Transcribe the data that follows precisely, omitting nothing.

(Available data)

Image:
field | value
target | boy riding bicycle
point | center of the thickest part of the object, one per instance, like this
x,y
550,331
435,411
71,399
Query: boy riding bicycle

(End Available data)

**Exercise output**:
Image:
field | value
target | boy riding bicycle
point | center of the thickest part of the object, one per instance, like this
x,y
550,331
435,411
71,399
Query: boy riding bicycle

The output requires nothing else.